== Segment start ==

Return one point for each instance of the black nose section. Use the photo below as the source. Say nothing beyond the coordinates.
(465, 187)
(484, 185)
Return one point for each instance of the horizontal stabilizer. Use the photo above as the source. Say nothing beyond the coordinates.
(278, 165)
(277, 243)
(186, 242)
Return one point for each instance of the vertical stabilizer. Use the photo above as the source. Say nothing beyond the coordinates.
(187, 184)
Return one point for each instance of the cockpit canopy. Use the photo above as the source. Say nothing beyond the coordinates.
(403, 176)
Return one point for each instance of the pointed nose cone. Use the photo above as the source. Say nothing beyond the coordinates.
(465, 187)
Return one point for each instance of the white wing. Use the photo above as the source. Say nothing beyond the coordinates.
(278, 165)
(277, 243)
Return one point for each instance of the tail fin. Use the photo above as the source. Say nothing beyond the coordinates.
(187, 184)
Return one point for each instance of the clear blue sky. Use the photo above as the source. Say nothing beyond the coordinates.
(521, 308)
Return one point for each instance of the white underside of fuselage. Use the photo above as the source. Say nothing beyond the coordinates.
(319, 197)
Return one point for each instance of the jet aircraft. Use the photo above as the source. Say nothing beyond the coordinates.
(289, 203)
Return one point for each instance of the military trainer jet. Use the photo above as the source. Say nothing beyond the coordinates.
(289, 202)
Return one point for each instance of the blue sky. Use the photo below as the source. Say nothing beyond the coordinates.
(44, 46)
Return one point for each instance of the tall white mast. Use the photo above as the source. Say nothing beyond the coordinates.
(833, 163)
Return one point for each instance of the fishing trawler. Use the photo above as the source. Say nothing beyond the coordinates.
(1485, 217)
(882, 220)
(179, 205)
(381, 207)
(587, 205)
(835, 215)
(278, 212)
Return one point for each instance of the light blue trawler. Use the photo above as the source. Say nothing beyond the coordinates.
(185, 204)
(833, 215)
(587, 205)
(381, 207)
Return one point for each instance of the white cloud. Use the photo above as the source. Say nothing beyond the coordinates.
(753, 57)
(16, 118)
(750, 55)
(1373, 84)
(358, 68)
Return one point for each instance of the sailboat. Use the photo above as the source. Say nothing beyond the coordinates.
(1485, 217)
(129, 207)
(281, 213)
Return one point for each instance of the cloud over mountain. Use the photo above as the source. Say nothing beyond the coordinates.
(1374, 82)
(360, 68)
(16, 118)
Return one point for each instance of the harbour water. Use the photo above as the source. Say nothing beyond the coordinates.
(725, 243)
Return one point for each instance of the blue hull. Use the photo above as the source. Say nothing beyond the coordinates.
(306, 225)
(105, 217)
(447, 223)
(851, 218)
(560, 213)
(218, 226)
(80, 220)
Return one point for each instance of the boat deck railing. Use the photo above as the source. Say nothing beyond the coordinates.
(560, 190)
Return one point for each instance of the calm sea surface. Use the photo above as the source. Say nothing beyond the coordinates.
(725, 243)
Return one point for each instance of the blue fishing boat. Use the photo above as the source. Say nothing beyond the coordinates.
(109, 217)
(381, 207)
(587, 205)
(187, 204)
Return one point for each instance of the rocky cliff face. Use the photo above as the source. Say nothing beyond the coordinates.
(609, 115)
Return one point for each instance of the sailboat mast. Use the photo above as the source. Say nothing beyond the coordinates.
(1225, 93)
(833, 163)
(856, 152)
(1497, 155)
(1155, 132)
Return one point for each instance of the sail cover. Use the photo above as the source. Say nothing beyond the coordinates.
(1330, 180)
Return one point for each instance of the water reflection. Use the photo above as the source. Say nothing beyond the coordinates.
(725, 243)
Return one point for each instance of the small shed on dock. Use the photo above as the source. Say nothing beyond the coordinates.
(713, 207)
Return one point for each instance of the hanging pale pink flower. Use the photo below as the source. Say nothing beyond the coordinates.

== Segment end ==

- [Your instructions] Your output should match the records above word for word.

- [Exercise result]
Return one point for each instance of the black nose section. Use the photo below as the source. Say nothing beyond the coordinates.
(465, 187)
(484, 185)
Return one point for each instance of the horizontal stabilizer. Use the photo above as the source. Say nothing beyond the coordinates.
(278, 165)
(277, 243)
(186, 242)
Return one point for each instance of the vertical stabilizer. Use the photo above as the source. Say nothing beyond the coordinates.
(187, 184)
Return one point for each instance of the cockpit canopy. Use the photo above as the source. Say nothing beyond the coordinates.
(403, 176)
Return one point for each instance of the pointed nose cone. Use the photo above as the source. Say nothing beyond the coordinates.
(465, 187)
Return one point for each instance of the white wing. Use the photo above as the source. Say nothing beyond the coordinates.
(278, 165)
(277, 243)
Return one point for each instance of the tail fin. Use the photo above as the source. Say nothing beyond the coordinates.
(187, 184)
Return one point for each instance of the clear blue sky. Use the photo above as the source. Say nothing beyond the coordinates.
(521, 308)
Return one point for each instance of the white underside of fuselage. Use the photo above as the source. Say nothing beyond the coordinates.
(319, 197)
Return one point for each instance of the jet aircraft. Use the photo above as the source. Say nothing beyond the coordinates.
(289, 203)
Return one point for each instance of the military trainer jet. Use the photo above as the source. Say nothing beyond the coordinates.
(289, 202)
Return one point for each instance of the blue sky. Use the photo below as the source. Say nothing beyond the coordinates.
(44, 46)
Return one point for each instance of the tall white mast. Use the photo above as the source. Say nothing beyond the coordinates.
(833, 163)
Return one point for each instance of the fishing trawler. Use the photo above as the source. Say nothing beyond the coordinates.
(1485, 217)
(882, 220)
(179, 205)
(381, 207)
(587, 205)
(835, 215)
(278, 212)
Return one point for each instance of the light blue trawler. Use the photo above as the source. Say nothing beyond the coordinates.
(185, 204)
(833, 215)
(587, 205)
(381, 207)
Return one point for each instance of the white cloud. Use the photo above as the source. Say nothing beyond the coordinates.
(753, 57)
(16, 118)
(750, 55)
(1373, 84)
(358, 68)
Return one point for each instance of the sailboat. Use the photo above as the source. Say nothing beyond the coordinates.
(1485, 217)
(129, 207)
(281, 213)
Return one point for each instance of the cloud over mountain. Use the photo above as the source. Say nothing beyond the coordinates.
(1374, 82)
(360, 68)
(16, 118)
Return one point for each instance of the harbour water. Use the photo above as the source. Say nothing beyond the coordinates.
(725, 243)
Return one point for each instance of the blue hull. Use the photo above as the source. Say nothing beyond the coordinates.
(306, 225)
(105, 217)
(447, 223)
(851, 218)
(560, 213)
(218, 226)
(80, 220)
Return one point for each instance of the boat deck railing. Use the photo above as the source. Say nothing beyond the coordinates.
(560, 190)
Return one point for each instance of the calm sea surface. Use the photo above as the source. Say nothing beyond the coordinates.
(725, 243)
Return one point for each instance of the blue fishing boat. Use the photo above as the source. Say nothing beyond the coordinates.
(109, 217)
(381, 207)
(587, 205)
(187, 204)
Return one point for each instance of the rocky cliff face. Use the photo above as the source. Say nothing beyond the coordinates.
(609, 115)
Return one point for each instance of the sailboat mast. Use the photo above as the source. Say nothing beyond the coordinates.
(1225, 93)
(833, 163)
(856, 152)
(1497, 155)
(1155, 132)
Return one point for each instance of the sail cover. Use the photo above as the source. Say nothing beyond the coordinates.
(1330, 180)
Return one point for each instance of the water reflection. Use the photo above as the source. Say nothing beyond the coordinates.
(725, 243)
Return one point for each instance of the small shed on dock. Use the photo above as the source. Say nothing beyond the coordinates.
(713, 207)
Return one point for each instance of the hanging pale pink flower. Use the photo below as the source. Say nothing beyond the coordinates.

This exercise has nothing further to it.